WORK REQUIRED:
For this exercise, print only the lines from the one containing "the car tail light" through the end of the material below, exactly as given.

*** STUDY MATERIAL ***

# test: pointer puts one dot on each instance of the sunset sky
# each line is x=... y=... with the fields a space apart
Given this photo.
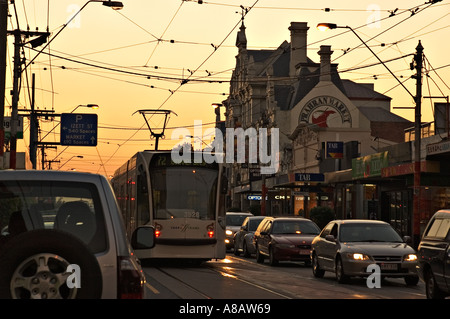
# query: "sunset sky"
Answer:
x=138 y=57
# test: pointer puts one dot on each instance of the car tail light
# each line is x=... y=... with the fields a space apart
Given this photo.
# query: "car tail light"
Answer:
x=131 y=280
x=210 y=230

*** End of STUDY MATERIAL ***

WRITTEN ANSWER:
# test: pointer puts one dot on each instance of the car tail light
# each line is x=... y=... with the fields a space apart
Given this photo.
# query: "car tail light"
Answer:
x=131 y=280
x=210 y=230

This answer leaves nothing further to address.